| TEXT UNDER STUDY |
************

Islamabad protesters threatened two police officials to burned them alive
29 November, 2017
RAWALPINDI: Two police officials who were allegedly abducted by participants of the Faizabad sit-in on Sunday have said that their kidnappers had threatened to douse them in gasoline and burn them alive but changed their minds after the two officials begged for their lives and the government and leaders of the protest reached an agreement.
Sub-Inspector (SI) Aslam Hayat and and SI Amanat Ali were beaten and left among the bushes along Sohan Road, where they were found on Monday.
“The kidnappers threatened to set us on fire after midnight, but we begged for our lives and assured them that we were not at fault,” recalled SI Ali from his hospital bed at the District Headquarters (DHQ) Hospital – where he and Mr Hayat were abducted from Sunday night.
Mr Ali was beaten by plastic-coated electric wires and batons by 10 to 15 people. He is currently under observation, but is expected to be released on Wednesday.
Mr Hayat, who is associated with the homicide investigation wing of the Sadiqabad police, was severely beaten and has a fractured left elbow.
He was discharged from hospital on Tuesday and advised by doctors to be on bed rest for at least 35 days.
In a voice strained because of his injuries, Mr Ali recounted that the police officials were held in a makeshift tent near Faizabad, where they were beaten by more than 10 people.
His son Sakhawat Ali, who has been attending to his father at the hospital, told reporters that the kidnappers also snatched the victims’ mobile phones and wallets, and tore their uniforms.
He said they were not given any meals or water, despite repeated requests. The two men were released after news of an agreement between the government and the protesters reached the kidnappers.
According to a senior police official, although a case was registered against unidentified protesters soon after the two policemen were abducted, an investigation has not begun because nobody has been identified in the FIR and because of the agreement between the government and protesters.
“Finally, the case will be shelved by the police,” he said. The withdrawal of cases will further demoralise the police force, which is already in distress over salaries and facilities, and their seniors’ cold attitude, he added.
Another senior police official said he could not confirm whether any police personnel were still missing. It will be clearer when all the additional police called in from other districts have returned and the counting of police, weapons and wireless sets is complete, he said.
Missing wireless sets are also a matter of concern for the police, since anyone who had such sets in their possession could have overheard police conversations, which would be illegal as well as a security risk.

************

| PROVIDED DATA |
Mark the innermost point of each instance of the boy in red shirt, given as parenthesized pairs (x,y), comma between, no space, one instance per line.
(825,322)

************

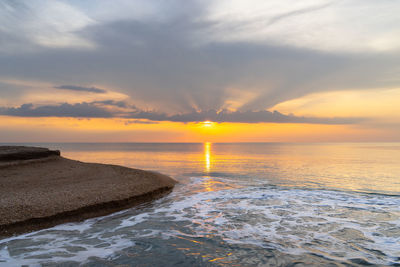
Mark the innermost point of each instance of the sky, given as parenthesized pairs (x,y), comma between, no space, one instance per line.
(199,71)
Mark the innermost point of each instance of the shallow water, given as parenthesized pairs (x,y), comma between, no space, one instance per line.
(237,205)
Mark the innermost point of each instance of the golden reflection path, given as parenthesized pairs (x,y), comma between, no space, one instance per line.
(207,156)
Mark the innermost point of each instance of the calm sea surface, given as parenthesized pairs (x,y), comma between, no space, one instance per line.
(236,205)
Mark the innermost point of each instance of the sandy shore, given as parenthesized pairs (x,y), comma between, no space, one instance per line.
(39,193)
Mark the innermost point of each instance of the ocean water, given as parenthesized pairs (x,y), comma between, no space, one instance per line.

************

| WHAT TO WORK ON |
• a. In the news article, how long did doctors advise Mr Hayat to stay on bed rest?
• b. Please copy from the news article the part that opens with the words containing "Islamabad protesters threatened" and closes with "from Sunday night.".
• c. Rewrite the paragraph of the news article that begins "Another senior police official said" in a shorter form, keeping its main facts.
The records are separate material, apart from the news article.

| ANSWERS BY TASK |
• a. At least 35 days.

• b.
Islamabad protesters threatened two police officials to burned them alive
29 November, 2017
RAWALPINDI: Two police officials who were allegedly abducted by participants of the Faizabad sit-in on Sunday have said that their kidnappers had threatened to douse them in gasoline and burn them alive but changed their minds after the two officials begged for their lives and the government and leaders of the protest reached an agreement.
Sub-Inspector (SI) Aslam Hayat and and SI Amanat Ali were beaten and left among the bushes along Sohan Road, where they were found on Monday.
“The kidnappers threatened to set us on fire after midnight, but we begged for our lives and assured them that we were not at fault,” recalled SI Ali from his hospital bed at the District Headquarters (DHQ) Hospital – where he and Mr Hayat were abducted from Sunday night.

• c. A second senior police official could not confirm whether any police were still missing. He said this would be clearer once the extra police from other districts had returned and police, weapons and wireless sets had been counted.